═════ DATASET CONTENT ═════
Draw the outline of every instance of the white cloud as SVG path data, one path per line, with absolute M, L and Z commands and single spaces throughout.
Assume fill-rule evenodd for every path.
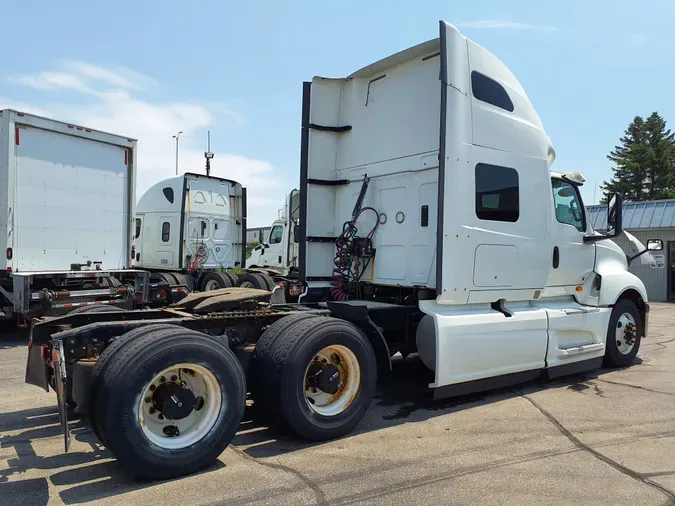
M 645 35 L 644 33 L 630 34 L 625 40 L 626 45 L 628 45 L 630 47 L 646 46 L 648 42 L 649 42 L 649 37 L 647 35 Z
M 479 28 L 485 30 L 530 30 L 536 32 L 558 32 L 557 27 L 551 25 L 532 25 L 529 23 L 520 23 L 518 21 L 509 21 L 506 19 L 481 19 L 477 21 L 466 21 L 458 23 L 460 28 Z
M 0 97 L 0 109 L 17 109 L 138 139 L 137 198 L 152 184 L 175 174 L 175 133 L 184 132 L 179 142 L 179 172 L 201 173 L 205 168 L 206 130 L 217 123 L 234 127 L 244 121 L 222 103 L 143 100 L 134 91 L 156 83 L 119 67 L 66 61 L 59 71 L 17 75 L 9 81 L 48 92 L 48 100 L 29 104 Z M 80 97 L 66 101 L 58 92 Z M 84 103 L 83 98 L 87 100 Z M 215 153 L 211 173 L 239 181 L 247 188 L 249 226 L 271 224 L 283 205 L 285 187 L 274 167 L 263 160 L 219 152 L 213 136 L 211 150 Z
M 23 86 L 30 86 L 39 90 L 69 90 L 86 93 L 89 95 L 96 94 L 89 86 L 87 86 L 82 79 L 73 74 L 66 74 L 63 72 L 40 72 L 39 74 L 20 74 L 11 76 L 9 82 L 13 84 L 21 84 Z

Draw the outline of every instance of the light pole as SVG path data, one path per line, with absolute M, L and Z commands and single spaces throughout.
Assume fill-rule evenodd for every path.
M 176 139 L 176 175 L 178 175 L 178 139 L 180 138 L 180 134 L 183 132 L 178 132 L 176 135 L 173 136 L 174 139 Z

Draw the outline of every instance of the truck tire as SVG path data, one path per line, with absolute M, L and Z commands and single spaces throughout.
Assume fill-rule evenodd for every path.
M 632 364 L 640 349 L 643 333 L 644 322 L 633 301 L 620 300 L 609 317 L 603 365 L 626 367 Z
M 103 288 L 119 288 L 122 282 L 114 276 L 105 276 L 101 278 L 101 286 Z
M 111 304 L 92 304 L 91 306 L 76 307 L 68 314 L 83 314 L 83 313 L 124 313 L 126 310 L 121 307 L 113 306 Z
M 246 380 L 234 353 L 213 338 L 162 330 L 114 354 L 99 397 L 101 432 L 120 466 L 134 477 L 169 479 L 212 464 L 232 441 Z
M 270 325 L 256 345 L 255 404 L 311 441 L 346 434 L 375 394 L 372 345 L 358 327 L 337 318 L 284 320 Z
M 257 290 L 267 290 L 271 291 L 269 284 L 267 283 L 267 278 L 270 278 L 266 274 L 261 274 L 259 272 L 247 272 L 242 277 L 239 278 L 239 286 L 242 288 L 255 288 Z M 274 282 L 272 282 L 272 288 L 274 287 Z
M 199 289 L 202 292 L 210 292 L 220 288 L 232 288 L 232 281 L 230 277 L 224 272 L 211 271 L 207 272 L 199 280 Z
M 151 283 L 167 283 L 170 287 L 176 285 L 176 278 L 170 272 L 153 272 L 150 275 Z
M 108 346 L 103 353 L 98 357 L 98 360 L 94 364 L 94 367 L 91 370 L 91 378 L 89 385 L 89 423 L 91 428 L 96 434 L 96 437 L 105 445 L 104 435 L 101 433 L 98 420 L 101 418 L 103 413 L 104 406 L 100 403 L 100 396 L 98 395 L 99 389 L 101 388 L 101 382 L 103 378 L 104 371 L 106 370 L 108 364 L 127 343 L 132 342 L 133 339 L 145 336 L 151 332 L 158 332 L 162 330 L 169 331 L 182 331 L 182 327 L 178 325 L 172 325 L 170 323 L 157 323 L 152 325 L 146 325 L 144 327 L 138 327 L 134 330 L 122 334 L 117 339 L 115 339 L 110 346 Z

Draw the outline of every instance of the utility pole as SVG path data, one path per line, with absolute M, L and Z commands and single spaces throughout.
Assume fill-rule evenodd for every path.
M 211 130 L 208 130 L 206 138 L 206 151 L 204 151 L 204 158 L 206 158 L 206 175 L 211 175 L 211 159 L 213 158 L 213 153 L 211 153 Z
M 176 175 L 178 175 L 178 139 L 180 138 L 180 134 L 183 132 L 178 132 L 176 135 L 173 136 L 174 139 L 176 139 Z

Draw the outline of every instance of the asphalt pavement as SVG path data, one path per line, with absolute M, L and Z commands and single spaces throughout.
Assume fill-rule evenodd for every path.
M 86 420 L 63 450 L 56 396 L 24 383 L 26 338 L 0 335 L 0 506 L 675 505 L 675 305 L 654 304 L 634 365 L 433 401 L 398 361 L 364 420 L 308 444 L 248 416 L 218 463 L 132 481 Z

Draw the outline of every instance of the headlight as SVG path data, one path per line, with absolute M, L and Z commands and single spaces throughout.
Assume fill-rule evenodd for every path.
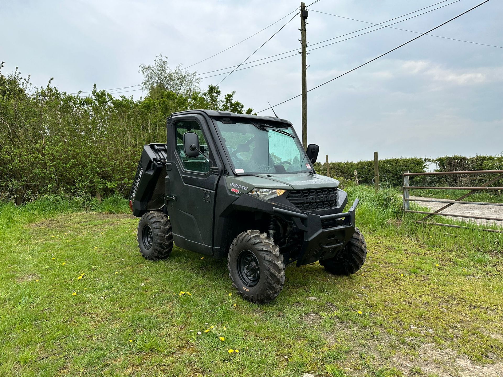
M 249 194 L 261 199 L 272 199 L 279 197 L 286 192 L 286 190 L 281 190 L 279 189 L 254 189 Z

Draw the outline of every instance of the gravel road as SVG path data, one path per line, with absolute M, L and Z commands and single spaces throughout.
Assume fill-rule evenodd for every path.
M 433 200 L 443 200 L 442 199 L 435 199 L 433 198 L 421 198 L 420 197 L 410 197 L 411 199 L 433 199 Z M 447 204 L 447 203 L 440 203 L 431 202 L 415 202 L 420 206 L 427 207 L 433 211 L 436 211 L 439 208 L 441 208 Z M 454 215 L 473 215 L 476 216 L 487 216 L 488 217 L 497 217 L 503 219 L 503 206 L 491 206 L 481 204 L 454 204 L 451 207 L 446 208 L 442 211 L 442 213 L 453 214 Z M 426 216 L 426 215 L 425 215 Z M 434 217 L 434 219 L 438 216 Z M 468 221 L 469 219 L 464 219 L 461 217 L 453 217 L 451 216 L 444 216 L 444 217 L 450 217 L 451 219 L 458 220 L 463 220 Z M 503 225 L 503 221 L 494 221 L 493 220 L 480 220 L 478 219 L 472 219 L 472 221 L 476 221 L 478 224 L 495 224 L 497 225 Z M 431 221 L 432 219 L 429 219 Z

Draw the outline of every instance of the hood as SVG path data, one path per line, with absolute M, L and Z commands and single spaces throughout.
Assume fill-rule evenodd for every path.
M 333 178 L 307 173 L 260 174 L 235 177 L 234 179 L 264 189 L 302 190 L 337 187 L 339 184 L 339 181 Z

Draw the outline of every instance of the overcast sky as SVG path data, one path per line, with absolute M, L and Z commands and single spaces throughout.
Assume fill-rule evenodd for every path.
M 320 0 L 309 9 L 377 24 L 439 1 Z M 393 27 L 423 32 L 481 2 L 460 0 Z M 6 62 L 4 73 L 17 66 L 23 75 L 31 75 L 35 84 L 46 85 L 54 77 L 54 84 L 69 92 L 90 90 L 94 83 L 106 89 L 133 85 L 141 81 L 138 66 L 152 63 L 159 54 L 173 67 L 190 65 L 252 35 L 299 4 L 291 0 L 0 0 L 0 60 Z M 293 16 L 190 69 L 201 73 L 240 63 Z M 503 3 L 491 0 L 432 34 L 503 46 L 502 17 Z M 308 22 L 311 44 L 369 26 L 313 11 Z M 298 47 L 300 23 L 297 16 L 249 60 Z M 417 35 L 384 28 L 314 50 L 307 57 L 308 88 Z M 205 78 L 201 87 L 224 77 Z M 503 48 L 425 36 L 309 92 L 308 141 L 318 144 L 320 155 L 327 153 L 333 161 L 371 159 L 375 150 L 381 158 L 499 154 L 503 151 L 502 83 Z M 300 55 L 236 71 L 220 86 L 223 92 L 235 90 L 235 98 L 246 107 L 262 110 L 268 101 L 274 105 L 300 93 Z M 142 92 L 123 94 L 138 98 Z M 275 110 L 300 134 L 300 97 Z

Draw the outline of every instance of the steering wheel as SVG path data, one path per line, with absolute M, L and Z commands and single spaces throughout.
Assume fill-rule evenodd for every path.
M 289 165 L 291 165 L 292 163 L 290 162 L 289 161 L 282 161 L 279 163 L 276 164 L 277 165 L 283 165 L 283 164 L 288 164 Z

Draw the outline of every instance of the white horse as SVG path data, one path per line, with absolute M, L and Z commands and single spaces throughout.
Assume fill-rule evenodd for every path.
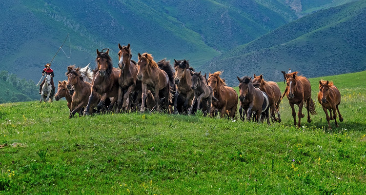
M 43 101 L 45 102 L 48 102 L 50 98 L 51 98 L 51 102 L 53 99 L 53 96 L 51 95 L 52 90 L 52 86 L 51 85 L 51 77 L 49 75 L 47 75 L 45 79 L 46 81 L 44 82 L 43 86 L 42 86 L 42 93 L 41 94 L 40 102 L 42 102 L 42 98 Z

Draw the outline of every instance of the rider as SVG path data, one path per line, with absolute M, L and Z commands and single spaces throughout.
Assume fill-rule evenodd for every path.
M 42 76 L 44 76 L 45 73 L 46 75 L 49 75 L 51 77 L 51 85 L 52 86 L 52 91 L 51 92 L 51 95 L 54 96 L 56 87 L 55 87 L 55 84 L 53 83 L 53 78 L 55 77 L 55 74 L 53 73 L 53 70 L 50 68 L 50 66 L 51 64 L 49 63 L 47 63 L 44 65 L 45 68 L 44 68 L 43 71 L 42 71 Z M 41 85 L 40 85 L 40 94 L 41 93 L 42 86 L 43 85 L 43 84 L 44 84 L 44 82 L 45 81 L 46 78 L 44 78 L 43 81 L 42 81 L 42 83 L 41 83 Z

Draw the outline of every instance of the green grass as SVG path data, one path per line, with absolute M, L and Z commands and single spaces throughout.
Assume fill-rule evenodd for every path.
M 65 101 L 0 104 L 0 195 L 365 194 L 365 74 L 323 78 L 342 96 L 345 120 L 332 130 L 319 78 L 318 114 L 300 129 L 285 98 L 271 126 L 148 113 L 69 119 Z

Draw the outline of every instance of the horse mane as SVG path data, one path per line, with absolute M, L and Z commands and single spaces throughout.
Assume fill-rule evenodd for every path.
M 166 58 L 164 58 L 159 61 L 157 63 L 158 66 L 161 70 L 163 70 L 166 73 L 169 78 L 169 80 L 171 82 L 174 82 L 174 69 L 170 65 L 170 61 L 166 60 Z
M 79 77 L 81 80 L 84 80 L 84 78 L 81 76 L 81 74 L 79 72 L 80 68 L 78 67 L 77 69 L 76 69 L 75 67 L 75 64 L 67 66 L 67 72 L 65 73 L 65 75 L 67 77 L 69 74 L 73 74 L 77 77 Z
M 220 78 L 220 75 L 221 75 L 224 71 L 216 71 L 213 74 L 210 75 L 208 76 L 208 78 L 209 78 L 211 77 L 215 77 L 217 78 L 218 80 L 219 80 L 219 82 L 221 83 L 221 84 L 223 85 L 226 86 L 226 83 L 225 83 L 225 80 L 221 78 Z
M 322 82 L 322 85 L 326 85 L 326 81 L 327 81 L 326 80 L 321 80 L 321 81 Z M 333 81 L 328 81 L 328 87 L 331 87 L 333 85 L 334 85 Z
M 112 73 L 112 70 L 113 69 L 113 64 L 112 62 L 112 58 L 109 56 L 109 55 L 103 51 L 105 49 L 103 49 L 102 50 L 102 52 L 101 52 L 100 54 L 97 56 L 97 58 L 95 58 L 95 61 L 97 61 L 98 58 L 102 58 L 107 59 L 107 64 L 108 65 L 108 68 L 106 70 L 105 70 L 105 75 L 106 75 L 107 77 L 109 78 L 109 76 Z M 97 68 L 96 68 L 94 70 L 94 72 L 93 73 L 95 75 L 99 71 L 99 68 L 98 68 L 98 67 L 97 67 Z

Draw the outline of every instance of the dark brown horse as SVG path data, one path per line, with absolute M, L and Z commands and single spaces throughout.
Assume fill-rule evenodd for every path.
M 174 114 L 182 113 L 184 110 L 186 111 L 191 107 L 191 103 L 193 99 L 193 90 L 191 88 L 192 85 L 192 73 L 194 72 L 194 69 L 189 66 L 188 60 L 174 59 L 174 69 L 175 76 L 174 83 L 176 85 L 176 91 L 174 94 Z M 180 96 L 184 99 L 183 108 L 180 105 L 177 105 L 177 102 L 180 98 Z
M 191 88 L 194 91 L 194 96 L 193 99 L 192 100 L 191 107 L 189 109 L 189 114 L 192 114 L 193 110 L 193 106 L 194 106 L 196 101 L 197 101 L 197 110 L 200 109 L 200 104 L 202 100 L 202 111 L 206 116 L 207 113 L 211 113 L 211 104 L 212 103 L 212 99 L 214 98 L 213 97 L 213 91 L 206 83 L 206 79 L 201 74 L 201 71 L 199 73 L 192 73 L 190 75 L 192 77 L 192 85 Z
M 80 68 L 78 67 L 75 69 L 74 65 L 69 66 L 67 67 L 67 72 L 66 75 L 67 76 L 68 89 L 71 89 L 74 86 L 75 92 L 72 96 L 72 101 L 71 102 L 71 107 L 70 109 L 69 118 L 72 117 L 76 113 L 79 113 L 81 108 L 89 105 L 89 112 L 93 113 L 94 107 L 97 106 L 99 98 L 93 99 L 94 101 L 88 102 L 88 98 L 90 95 L 90 89 L 91 85 L 90 83 L 84 81 L 84 79 L 79 72 Z M 99 97 L 99 95 L 94 93 L 94 96 Z M 86 110 L 85 111 L 85 112 Z
M 65 98 L 67 101 L 67 107 L 69 108 L 70 111 L 71 111 L 71 102 L 72 101 L 72 96 L 70 94 L 69 90 L 67 89 L 67 82 L 66 80 L 62 82 L 59 80 L 59 84 L 57 87 L 57 93 L 55 95 L 55 99 L 58 101 L 60 99 Z
M 235 90 L 226 86 L 225 81 L 220 78 L 222 73 L 222 71 L 217 71 L 208 74 L 207 82 L 213 90 L 214 97 L 218 99 L 212 101 L 211 112 L 215 115 L 214 112 L 217 109 L 220 112 L 220 117 L 223 118 L 227 111 L 229 117 L 232 118 L 235 117 L 239 98 Z
M 280 103 L 282 99 L 281 98 L 281 90 L 277 83 L 273 81 L 266 81 L 263 79 L 262 75 L 257 77 L 255 74 L 253 76 L 253 84 L 258 84 L 259 89 L 267 94 L 269 101 L 269 108 L 271 109 L 270 117 L 272 121 L 274 120 L 280 122 L 281 121 L 281 114 L 280 114 Z M 278 118 L 276 117 L 275 113 L 277 114 Z
M 131 59 L 132 54 L 130 49 L 130 44 L 128 43 L 127 46 L 121 46 L 120 43 L 118 43 L 118 47 L 120 48 L 120 51 L 118 52 L 118 67 L 121 69 L 121 73 L 118 79 L 120 87 L 118 90 L 117 104 L 119 109 L 121 109 L 122 106 L 123 109 L 125 109 L 128 106 L 130 95 L 132 92 L 138 91 L 137 99 L 141 98 L 142 93 L 141 82 L 138 82 L 139 86 L 136 87 L 139 67 L 137 63 Z M 125 90 L 127 91 L 125 93 Z
M 168 74 L 160 68 L 154 60 L 151 54 L 145 53 L 142 55 L 139 53 L 139 72 L 137 78 L 142 81 L 142 102 L 140 112 L 145 110 L 145 100 L 146 98 L 147 90 L 155 93 L 154 98 L 156 108 L 158 111 L 160 110 L 159 92 L 161 91 L 163 95 L 164 105 L 168 112 L 169 112 L 169 103 L 172 102 L 172 95 L 170 92 L 170 80 Z
M 99 98 L 99 97 L 94 96 L 96 94 L 93 92 L 96 92 L 101 96 L 101 101 L 98 105 L 98 110 L 101 110 L 107 98 L 113 98 L 113 99 L 108 107 L 108 111 L 110 111 L 118 99 L 118 78 L 121 71 L 113 67 L 112 58 L 108 54 L 109 52 L 109 49 L 105 52 L 102 52 L 102 52 L 100 52 L 97 49 L 97 58 L 95 60 L 98 64 L 98 68 L 94 71 L 91 93 L 89 97 L 90 103 L 88 103 L 84 112 L 84 115 L 89 114 L 88 112 L 90 110 L 90 103 L 95 102 L 96 100 Z
M 325 113 L 326 121 L 328 121 L 328 128 L 331 129 L 329 123 L 330 120 L 334 119 L 336 127 L 338 127 L 337 122 L 337 112 L 339 116 L 339 121 L 343 121 L 343 117 L 339 112 L 338 106 L 341 103 L 341 93 L 337 87 L 333 85 L 333 82 L 327 80 L 319 80 L 319 92 L 318 93 L 318 101 L 322 105 L 323 110 Z M 329 115 L 328 115 L 328 111 Z M 333 111 L 333 115 L 332 115 Z
M 237 77 L 239 81 L 239 99 L 240 107 L 239 114 L 240 118 L 244 120 L 244 116 L 250 121 L 252 113 L 255 112 L 255 120 L 258 121 L 261 117 L 262 111 L 262 106 L 264 101 L 263 94 L 261 90 L 253 85 L 252 78 L 248 76 L 240 78 Z M 242 109 L 244 110 L 244 114 L 242 115 Z
M 295 73 L 296 73 L 295 74 Z M 306 77 L 298 76 L 297 72 L 293 72 L 287 75 L 291 75 L 286 79 L 286 88 L 282 96 L 283 98 L 286 95 L 291 109 L 292 110 L 292 117 L 294 118 L 294 125 L 296 125 L 296 113 L 295 112 L 294 105 L 299 106 L 299 112 L 297 113 L 299 121 L 298 127 L 301 126 L 301 118 L 305 115 L 302 113 L 304 103 L 306 103 L 307 110 L 307 122 L 311 122 L 310 114 L 316 115 L 315 104 L 311 98 L 311 86 L 309 80 Z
═════
• INSTRUCTION
Copy the lines of the material starting at the line containing "Draw the outline of every instance of the green" and ending at the line containing "M 65 101 L 0", both included, with nothing changed.

• WRITTEN SOLUTION
Draw the outline of every instance of the green grass as SVG path data, one path per line, with absolute M, L and Z commands and single spaces throughout.
Assume fill-rule evenodd for every path.
M 65 101 L 0 104 L 0 195 L 365 194 L 365 74 L 323 78 L 342 96 L 345 120 L 332 130 L 319 78 L 318 114 L 300 129 L 285 98 L 271 126 L 148 113 L 69 119 Z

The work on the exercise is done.